## GIVEN INSTRUCTION A
Write out, word for word, the entire text on EB-5 targeted employment areas below.

*** EXCERPT TO READ

I am a hotel developer who owns land in Paradise Valley, Arizona. We have a hotel project in mind that we would like EB-5 financing for. Does Paradise Valley qualify as a Targeted Employment Area (TEA)?
The potential investor in the project would need to contact the Arizona Department of Commerce to give them the coordinates of the exact tract of land in order to determine whether or not it qualifies. As attorneys, this is something that we do for our clients in the beginning of the process.
The project itself does not make a difference for a reduced amount of investment necessary for EB5 immigrant classification. Geographic location of employment creation is. According to USCIS "A targeted employment area is an area that, at the time of investment, is a rural area or an area experiencing unemployment of at least 150 percent of the national average rate. A rural area is any area outside a metropolitan statistical area (as designated by the Office of Management and Budget) or outside the boundary of any city or town having a population of 20,000 or more according to the decennial census." Look for a designation of Paradise Valley by Office of Management and Budget to determine if you can offer $500k investment packages to your investors.
You will have to contact the State Labor department or Paradise Valley City to check on their unemployment number. However, in order to qualify for TEA, the unemployment rate must be 150% of the national average according to the Bureau of Labor Statistics. According to BLS, Arizona is showing 7.8% unemployment, which is similar to the national unemployment number.
The TEA designation depends on the location of the business and the address of it.
You need to do some homework. If it''s in a rural area, you need to find whether it qualifies as a rural area within the definition under EB5 program. If it?s in a city, the city must experience a high unemployment rate defined under EB5. Or you can get a designation from your state officials.
TEAs are determined by your state. You would have to communicate with the agency that handles employment statistics and get certification that your area qualifies for TEA designation.
Each State has a state government agency which provides a frequent list of TEA''s,( TEA''s are areas of high unemployment or rural ares). Please note a TEA can be based on a political or economic subdivision.An Economist who is familiar with the EB5 rules and policies can assist in the analysis of whether a particular geographical area is a TEA.

******
*** EXTRACTED ENTRIES

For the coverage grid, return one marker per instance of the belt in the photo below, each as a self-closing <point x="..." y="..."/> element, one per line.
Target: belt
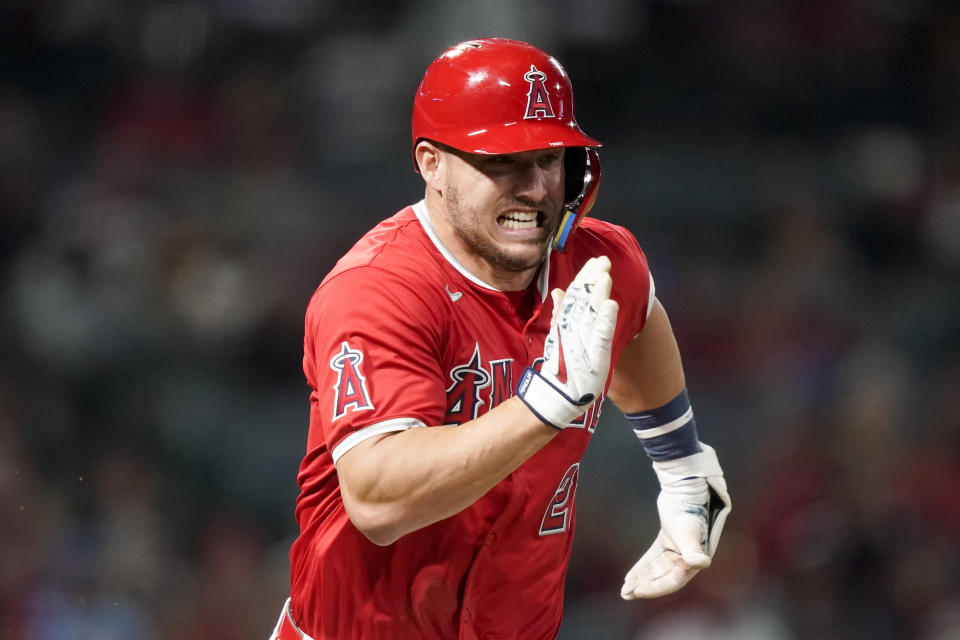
<point x="286" y="628"/>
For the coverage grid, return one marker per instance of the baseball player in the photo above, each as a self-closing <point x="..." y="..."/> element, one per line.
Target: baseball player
<point x="459" y="356"/>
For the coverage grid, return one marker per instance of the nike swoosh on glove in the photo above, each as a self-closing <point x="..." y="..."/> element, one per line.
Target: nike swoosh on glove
<point x="576" y="354"/>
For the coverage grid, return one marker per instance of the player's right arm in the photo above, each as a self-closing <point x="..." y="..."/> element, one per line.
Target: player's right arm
<point x="398" y="482"/>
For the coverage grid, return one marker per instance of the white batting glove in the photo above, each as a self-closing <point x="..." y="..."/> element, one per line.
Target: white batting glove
<point x="693" y="507"/>
<point x="576" y="354"/>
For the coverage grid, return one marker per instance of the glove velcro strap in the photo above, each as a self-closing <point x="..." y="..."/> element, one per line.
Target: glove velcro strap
<point x="549" y="403"/>
<point x="700" y="465"/>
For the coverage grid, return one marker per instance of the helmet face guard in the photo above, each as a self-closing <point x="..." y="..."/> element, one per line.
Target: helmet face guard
<point x="496" y="96"/>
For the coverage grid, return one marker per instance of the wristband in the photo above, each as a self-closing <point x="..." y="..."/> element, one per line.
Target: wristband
<point x="668" y="432"/>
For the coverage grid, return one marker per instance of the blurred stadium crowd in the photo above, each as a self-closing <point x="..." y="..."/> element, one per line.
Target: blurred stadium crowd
<point x="176" y="177"/>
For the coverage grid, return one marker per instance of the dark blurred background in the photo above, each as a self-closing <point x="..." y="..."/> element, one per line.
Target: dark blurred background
<point x="177" y="176"/>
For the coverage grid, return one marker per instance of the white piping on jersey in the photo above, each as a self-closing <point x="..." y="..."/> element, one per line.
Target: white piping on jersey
<point x="358" y="436"/>
<point x="651" y="297"/>
<point x="420" y="209"/>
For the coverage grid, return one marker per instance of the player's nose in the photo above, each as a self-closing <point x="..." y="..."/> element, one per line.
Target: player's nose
<point x="532" y="182"/>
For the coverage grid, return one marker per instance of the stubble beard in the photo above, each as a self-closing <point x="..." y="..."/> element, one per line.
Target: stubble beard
<point x="466" y="222"/>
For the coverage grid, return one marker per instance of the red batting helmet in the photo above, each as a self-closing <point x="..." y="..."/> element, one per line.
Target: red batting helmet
<point x="494" y="96"/>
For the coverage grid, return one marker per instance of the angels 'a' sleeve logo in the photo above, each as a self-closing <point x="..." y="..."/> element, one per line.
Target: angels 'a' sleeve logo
<point x="538" y="99"/>
<point x="350" y="391"/>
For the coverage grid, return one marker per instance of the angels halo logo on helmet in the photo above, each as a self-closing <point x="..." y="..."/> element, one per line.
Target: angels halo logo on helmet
<point x="494" y="96"/>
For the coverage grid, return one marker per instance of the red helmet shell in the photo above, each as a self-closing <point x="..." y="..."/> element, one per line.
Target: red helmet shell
<point x="495" y="96"/>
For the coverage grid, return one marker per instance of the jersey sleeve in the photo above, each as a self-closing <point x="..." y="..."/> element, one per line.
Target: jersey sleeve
<point x="633" y="283"/>
<point x="371" y="356"/>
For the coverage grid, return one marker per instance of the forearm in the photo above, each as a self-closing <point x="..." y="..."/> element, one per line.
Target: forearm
<point x="401" y="482"/>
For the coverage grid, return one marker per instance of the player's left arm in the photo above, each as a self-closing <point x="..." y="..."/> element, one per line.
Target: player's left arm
<point x="648" y="386"/>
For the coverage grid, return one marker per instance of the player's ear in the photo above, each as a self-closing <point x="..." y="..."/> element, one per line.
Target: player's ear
<point x="429" y="159"/>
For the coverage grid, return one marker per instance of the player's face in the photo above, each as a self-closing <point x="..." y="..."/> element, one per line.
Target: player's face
<point x="504" y="209"/>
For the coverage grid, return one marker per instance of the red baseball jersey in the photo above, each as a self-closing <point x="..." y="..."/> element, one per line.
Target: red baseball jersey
<point x="400" y="335"/>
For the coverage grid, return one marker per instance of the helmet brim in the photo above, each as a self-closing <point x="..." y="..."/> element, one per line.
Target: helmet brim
<point x="513" y="137"/>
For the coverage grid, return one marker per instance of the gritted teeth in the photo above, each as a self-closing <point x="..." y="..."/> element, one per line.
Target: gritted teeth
<point x="520" y="219"/>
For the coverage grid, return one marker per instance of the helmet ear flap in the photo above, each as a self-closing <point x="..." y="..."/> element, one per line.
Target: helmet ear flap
<point x="574" y="166"/>
<point x="585" y="193"/>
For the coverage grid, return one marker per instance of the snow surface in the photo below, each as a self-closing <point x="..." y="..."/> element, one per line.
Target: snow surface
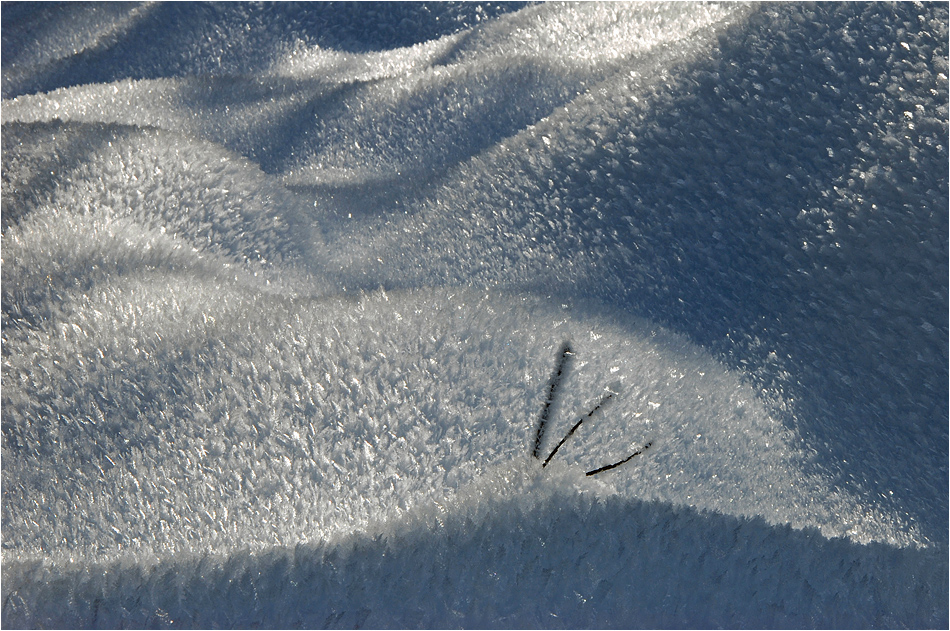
<point x="284" y="286"/>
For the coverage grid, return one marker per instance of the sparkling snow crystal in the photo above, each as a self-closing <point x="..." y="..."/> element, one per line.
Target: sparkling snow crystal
<point x="287" y="291"/>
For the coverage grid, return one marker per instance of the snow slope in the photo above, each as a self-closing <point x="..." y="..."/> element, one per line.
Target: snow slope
<point x="284" y="286"/>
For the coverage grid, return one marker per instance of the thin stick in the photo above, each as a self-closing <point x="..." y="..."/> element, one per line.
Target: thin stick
<point x="552" y="388"/>
<point x="576" y="425"/>
<point x="617" y="464"/>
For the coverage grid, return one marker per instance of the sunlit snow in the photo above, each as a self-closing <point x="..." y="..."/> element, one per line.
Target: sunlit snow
<point x="284" y="287"/>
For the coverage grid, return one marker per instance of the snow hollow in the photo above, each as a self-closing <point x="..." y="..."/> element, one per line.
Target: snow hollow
<point x="285" y="289"/>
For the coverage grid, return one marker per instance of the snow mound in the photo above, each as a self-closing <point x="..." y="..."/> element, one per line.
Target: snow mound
<point x="284" y="294"/>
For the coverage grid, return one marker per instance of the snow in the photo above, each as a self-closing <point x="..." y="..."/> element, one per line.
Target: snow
<point x="284" y="286"/>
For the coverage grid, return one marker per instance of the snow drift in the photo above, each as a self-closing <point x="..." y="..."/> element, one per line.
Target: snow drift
<point x="283" y="287"/>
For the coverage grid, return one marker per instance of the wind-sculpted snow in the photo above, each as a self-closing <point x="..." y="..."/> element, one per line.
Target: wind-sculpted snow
<point x="283" y="289"/>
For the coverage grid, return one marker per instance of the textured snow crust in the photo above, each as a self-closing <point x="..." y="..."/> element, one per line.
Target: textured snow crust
<point x="282" y="293"/>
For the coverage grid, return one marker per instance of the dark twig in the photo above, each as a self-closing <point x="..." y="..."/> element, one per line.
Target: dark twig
<point x="576" y="425"/>
<point x="617" y="464"/>
<point x="552" y="389"/>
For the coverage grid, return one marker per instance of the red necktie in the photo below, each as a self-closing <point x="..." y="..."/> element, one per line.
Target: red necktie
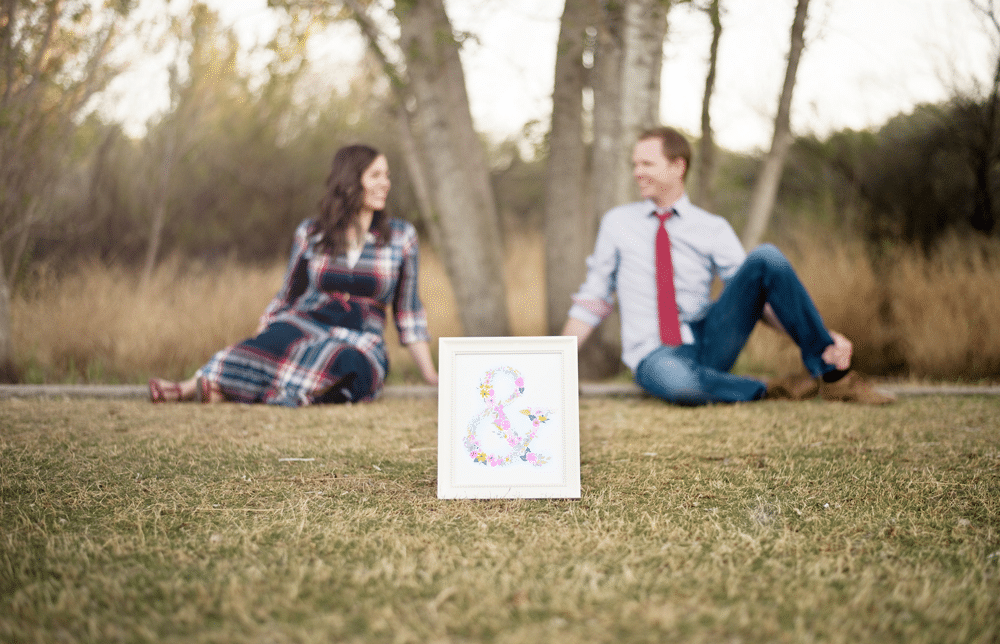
<point x="670" y="327"/>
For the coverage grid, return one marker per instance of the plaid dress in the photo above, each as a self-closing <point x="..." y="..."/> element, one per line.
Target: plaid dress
<point x="324" y="308"/>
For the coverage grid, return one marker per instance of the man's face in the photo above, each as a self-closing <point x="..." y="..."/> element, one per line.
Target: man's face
<point x="659" y="178"/>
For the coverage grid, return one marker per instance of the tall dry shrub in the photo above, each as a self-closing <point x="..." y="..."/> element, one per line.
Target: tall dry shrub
<point x="946" y="309"/>
<point x="98" y="322"/>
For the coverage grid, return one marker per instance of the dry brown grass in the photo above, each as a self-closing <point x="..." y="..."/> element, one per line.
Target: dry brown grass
<point x="122" y="521"/>
<point x="925" y="318"/>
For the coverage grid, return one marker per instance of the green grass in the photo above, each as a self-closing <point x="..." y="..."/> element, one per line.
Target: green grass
<point x="773" y="522"/>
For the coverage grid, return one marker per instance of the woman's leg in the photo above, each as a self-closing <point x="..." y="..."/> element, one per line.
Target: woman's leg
<point x="354" y="378"/>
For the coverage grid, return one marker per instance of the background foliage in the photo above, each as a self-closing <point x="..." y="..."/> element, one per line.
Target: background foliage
<point x="239" y="158"/>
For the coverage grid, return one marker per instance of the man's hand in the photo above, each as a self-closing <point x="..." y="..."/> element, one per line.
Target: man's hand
<point x="839" y="353"/>
<point x="579" y="328"/>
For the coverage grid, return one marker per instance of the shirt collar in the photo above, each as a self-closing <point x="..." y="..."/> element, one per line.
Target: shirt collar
<point x="680" y="206"/>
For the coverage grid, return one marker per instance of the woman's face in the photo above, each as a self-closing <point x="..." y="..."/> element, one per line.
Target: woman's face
<point x="375" y="182"/>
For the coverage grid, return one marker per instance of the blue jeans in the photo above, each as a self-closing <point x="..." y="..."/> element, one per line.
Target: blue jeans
<point x="696" y="374"/>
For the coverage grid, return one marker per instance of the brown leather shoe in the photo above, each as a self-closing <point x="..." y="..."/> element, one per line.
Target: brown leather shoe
<point x="800" y="386"/>
<point x="854" y="388"/>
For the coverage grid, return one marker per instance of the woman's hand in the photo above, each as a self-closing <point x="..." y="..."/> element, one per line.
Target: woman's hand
<point x="839" y="353"/>
<point x="421" y="352"/>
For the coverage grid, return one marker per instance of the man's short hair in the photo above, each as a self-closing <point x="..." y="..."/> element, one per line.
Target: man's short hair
<point x="674" y="144"/>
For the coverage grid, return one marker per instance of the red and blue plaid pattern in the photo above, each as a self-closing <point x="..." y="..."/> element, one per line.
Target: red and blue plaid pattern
<point x="324" y="308"/>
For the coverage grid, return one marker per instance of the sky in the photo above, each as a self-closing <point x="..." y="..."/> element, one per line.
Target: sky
<point x="865" y="61"/>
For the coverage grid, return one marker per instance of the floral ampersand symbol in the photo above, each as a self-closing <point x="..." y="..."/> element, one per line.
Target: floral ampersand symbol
<point x="519" y="450"/>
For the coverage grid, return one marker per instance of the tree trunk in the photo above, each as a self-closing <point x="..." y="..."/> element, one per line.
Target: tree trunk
<point x="8" y="373"/>
<point x="706" y="147"/>
<point x="457" y="173"/>
<point x="569" y="222"/>
<point x="765" y="189"/>
<point x="625" y="82"/>
<point x="160" y="206"/>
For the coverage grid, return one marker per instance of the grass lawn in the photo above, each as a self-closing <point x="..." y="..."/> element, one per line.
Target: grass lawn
<point x="771" y="522"/>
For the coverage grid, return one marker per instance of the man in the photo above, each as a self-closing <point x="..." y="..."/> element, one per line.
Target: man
<point x="660" y="256"/>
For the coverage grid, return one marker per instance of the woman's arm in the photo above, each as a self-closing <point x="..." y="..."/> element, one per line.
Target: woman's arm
<point x="296" y="277"/>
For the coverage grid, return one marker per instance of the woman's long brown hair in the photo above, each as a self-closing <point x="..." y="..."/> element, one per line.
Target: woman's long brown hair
<point x="345" y="197"/>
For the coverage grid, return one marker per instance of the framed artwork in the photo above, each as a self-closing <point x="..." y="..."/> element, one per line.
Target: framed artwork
<point x="508" y="418"/>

******

## GIVEN INSTRUCTION B
Give again, exactly, the records from the line containing "of the man in" up to and including the last line of the records.

## EXERCISE ANSWER A
I am a hotel developer who owns land in Paradise Valley, Arizona. We have a hotel project in mind that we would like EB-5 financing for. Does Paradise Valley qualify as a Targeted Employment Area (TEA)?
The potential investor in the project would need to contact the Arizona Department of Commerce to give them the coordinates of the exact tract of land in order to determine whether or not it qualifies. As attorneys, this is something that we do for our clients in the beginning of the process.
The project itself does not make a difference for a reduced amount of investment necessary for EB5 immigrant classification. Geographic location of employment creation is. According to USCIS "A targeted employment area is an area that, at the time of investment, is a rural area or an area experiencing unemployment of at least 150 percent of the national average rate. A rural area is any area outside a metropolitan statistical area (as designated by the Office of Management and Budget) or outside the boundary of any city or town having a population of 20,000 or more according to the decennial census." Look for a designation of Paradise Valley by Office of Management and Budget to determine if you can offer $500k investment packages to your investors.
You will have to contact the State Labor department or Paradise Valley City to check on their unemployment number. However, in order to qualify for TEA, the unemployment rate must be 150% of the national average according to the Bureau of Labor Statistics. According to BLS, Arizona is showing 7.8% unemployment, which is similar to the national unemployment number.
The TEA designation depends on the location of the business and the address of it.
You need to do some homework. If it''s in a rural area, you need to find whether it qualifies as a rural area within the definition under EB5 program. If it?s in a city, the city must experience a high unemployment rate defined under EB5. Or you can get a designation from your state officials.
TEAs are determined by your state. You would have to communicate with the agency that handles employment statistics and get certification that your area qualifies for TEA designation.
Each State has a state government agency which provides a frequent list of TEA''s,( TEA''s are areas of high unemployment or rural ares). Please note a TEA can be based on a political or economic subdivision.An Economist who is familiar with the EB5 rules and policies can assist in the analysis of whether a particular geographical area is a TEA.

## EXERCISE ANSWER B
For the coverage grid, return one marker per instance of the man in the photo above, each as a self-closing <point x="..." y="..."/> element, one per line.
Target: man
<point x="660" y="256"/>
For the coverage grid, return one marker per instance of the woman's arm in the photo above, each as a self-closing <point x="..." y="..."/> element, one per line.
Target: woman's arm
<point x="296" y="277"/>
For the coverage grid, return one marker per instance of the woman's long brown hair in the photo above, each as a self-closing <point x="..." y="..."/> element, one per line.
Target: woman's long brown hair
<point x="345" y="197"/>
For the coverage grid, return one marker per instance of the framed artwork in the photo above, each as a self-closing <point x="..." y="..."/> element, one per line.
Target: framed artwork
<point x="508" y="418"/>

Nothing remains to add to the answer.